Exercise 1. Decide whether each statement below agrees with the article on the SAT, answering yes or no and quoting the words of the article that decide it: (a) The exam lasts three and a half hours. (b) Students lose points for omitting questions. (c) Cassie's favorite subject is math.
Exercise 2. According to the article on the SAT, what does Cassie want to be?

Document extract.
---*---

The SAT: The Stressful Anxious Teen

Cassie is a 16 – year old from Los Angeles, CA.  She enjoys acting, playing guitar and spending time with her younger brothers. Her favorite subject is English because she wants to be a writer.

It’s that time of year again.  High School Juniors run around campus dragging along their two-inch thick SAT preparation book with exhaustion and anxiety stretched across their faces.  Two days before exam day, these stressed teens bury their heads into their books in hopes of cramming SAT tips/tricks into their tired minds before taking a three and a half hour test that supposedly defines their future!


Sound crazy?  Not to your typical college bound student, nowadays.  The intensity of college admissions has gotten many teenagers overly anxious about this single exam.  Some families pour hundreds and even thousands of dollars into popular Test-Preparation classes and private tutors.  Often times, one may feel under prepared if she wasn’t spending her Wednesday afternoon reviewing vocabulary words with a tutor.


Here are four tips/reminders to ease your nerves regarding this hyped exam:


  1. You’ve been preparing for this test you’re entire life.


It’s true!  If you’ve ever read a book or used a calculator, you have done at least some preparation for the SAT.  Every single lesson at school has been designed to prepare you for the material on this test.  No amount of test prep classes or tutoring can substitute the ten years you’ve spent in the classroom. It is now up to you to practice how to use this information you’ve been harboring all these years.


  1. Practice makes perfect.


Take a timed practice test under real exam conditions.  Set up a quiet space on a Saturday morning and assess your diagnostic scores to figure out your strengths and weaknesses. has great resources including a full-length practice test, mock questions in each subject, and a “Question of the Day.”   Attempt SAT practice questions and familiarize yourself with the type of questions you will encounter on exam day.


  1. Enjoy you’re studying.


Whether you’ve signed up for test prep classes with a group of your best friends or you’ve decided to study alone in the library on Sunday mornings, try to enjoy your time.  Expand your vocabulary by reading some pleasure books and thoroughly analyzing the language of certain passages.  Look up words that you can’t fully define and try to use new words that you discover in everyday conversations with friends.


  1. Bring a snack on test day!


You don’t want to the stomach-grumbler in the classroom on Saturday morning!  Be sure to have a healthy breakfast and bring some snacks to keep you awake throughout the three and a half hour long exam.  Get a lot of rest the night before and take your time during the test. You don’t lose points if you omit questions, so it’s okay if you can’t answer them all.



This test is only one factor in your college admissions process.  Your college application will have various opportunities to showcase your academic talent.  Take your head out of those heavy books for a second and take a deep breath. Prepare early, prepare rationally, and you will be successful.

---*---

Information provided.
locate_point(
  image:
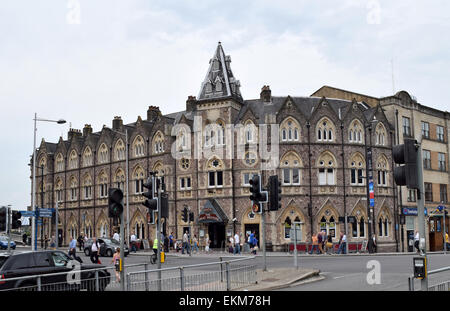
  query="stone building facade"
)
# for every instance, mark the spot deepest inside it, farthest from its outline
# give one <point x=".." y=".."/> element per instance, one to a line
<point x="429" y="126"/>
<point x="318" y="151"/>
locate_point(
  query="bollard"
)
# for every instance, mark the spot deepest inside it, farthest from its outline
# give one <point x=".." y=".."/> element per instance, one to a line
<point x="182" y="279"/>
<point x="227" y="264"/>
<point x="146" y="277"/>
<point x="221" y="270"/>
<point x="97" y="285"/>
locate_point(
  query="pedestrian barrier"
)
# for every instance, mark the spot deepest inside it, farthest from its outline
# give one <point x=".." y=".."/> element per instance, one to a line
<point x="215" y="276"/>
<point x="440" y="280"/>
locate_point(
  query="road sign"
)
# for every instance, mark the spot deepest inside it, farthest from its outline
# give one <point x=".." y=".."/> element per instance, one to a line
<point x="27" y="213"/>
<point x="45" y="212"/>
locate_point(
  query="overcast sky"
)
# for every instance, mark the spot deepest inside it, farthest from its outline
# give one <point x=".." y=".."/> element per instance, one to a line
<point x="89" y="60"/>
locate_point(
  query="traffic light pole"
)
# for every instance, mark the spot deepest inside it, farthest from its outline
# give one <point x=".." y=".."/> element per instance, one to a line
<point x="8" y="226"/>
<point x="421" y="214"/>
<point x="158" y="234"/>
<point x="122" y="252"/>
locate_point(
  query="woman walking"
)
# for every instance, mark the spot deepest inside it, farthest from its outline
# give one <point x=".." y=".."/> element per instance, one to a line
<point x="116" y="262"/>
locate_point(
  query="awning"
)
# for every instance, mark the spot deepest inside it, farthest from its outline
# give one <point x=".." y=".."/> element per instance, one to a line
<point x="212" y="213"/>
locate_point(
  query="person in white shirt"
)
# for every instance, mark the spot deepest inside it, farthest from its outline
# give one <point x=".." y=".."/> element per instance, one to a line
<point x="116" y="236"/>
<point x="417" y="241"/>
<point x="237" y="244"/>
<point x="95" y="249"/>
<point x="133" y="243"/>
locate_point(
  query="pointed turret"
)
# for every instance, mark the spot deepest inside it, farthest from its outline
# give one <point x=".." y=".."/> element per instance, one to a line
<point x="219" y="81"/>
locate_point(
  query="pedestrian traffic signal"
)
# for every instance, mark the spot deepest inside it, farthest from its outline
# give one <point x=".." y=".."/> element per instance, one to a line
<point x="255" y="188"/>
<point x="3" y="218"/>
<point x="274" y="193"/>
<point x="115" y="202"/>
<point x="152" y="202"/>
<point x="184" y="215"/>
<point x="407" y="154"/>
<point x="164" y="205"/>
<point x="16" y="223"/>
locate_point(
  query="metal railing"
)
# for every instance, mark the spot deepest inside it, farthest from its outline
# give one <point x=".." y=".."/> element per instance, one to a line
<point x="214" y="276"/>
<point x="438" y="286"/>
<point x="97" y="279"/>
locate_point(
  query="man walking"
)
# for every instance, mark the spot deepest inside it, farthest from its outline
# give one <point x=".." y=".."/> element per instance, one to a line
<point x="237" y="245"/>
<point x="95" y="249"/>
<point x="72" y="248"/>
<point x="133" y="243"/>
<point x="343" y="244"/>
<point x="185" y="243"/>
<point x="315" y="244"/>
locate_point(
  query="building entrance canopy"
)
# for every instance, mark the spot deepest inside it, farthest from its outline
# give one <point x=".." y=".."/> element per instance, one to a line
<point x="212" y="213"/>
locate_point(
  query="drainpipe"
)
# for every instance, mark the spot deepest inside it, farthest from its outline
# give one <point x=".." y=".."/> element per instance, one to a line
<point x="308" y="126"/>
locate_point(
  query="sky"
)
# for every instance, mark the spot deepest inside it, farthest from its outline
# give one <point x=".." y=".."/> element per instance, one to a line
<point x="87" y="61"/>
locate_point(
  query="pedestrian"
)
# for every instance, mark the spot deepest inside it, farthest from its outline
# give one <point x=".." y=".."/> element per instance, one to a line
<point x="374" y="241"/>
<point x="446" y="241"/>
<point x="73" y="248"/>
<point x="95" y="249"/>
<point x="116" y="236"/>
<point x="53" y="242"/>
<point x="171" y="237"/>
<point x="342" y="244"/>
<point x="417" y="241"/>
<point x="195" y="243"/>
<point x="46" y="240"/>
<point x="315" y="244"/>
<point x="116" y="262"/>
<point x="186" y="245"/>
<point x="237" y="243"/>
<point x="329" y="242"/>
<point x="230" y="244"/>
<point x="207" y="243"/>
<point x="133" y="243"/>
<point x="80" y="241"/>
<point x="319" y="242"/>
<point x="166" y="244"/>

---*---

Written response 1.
(a) Yes: "before taking a three and a half hour test"
(b) No: "You don’t lose points if you omit questions"
(c) No: "Her favorite subject is English"

Written response 2. A writer.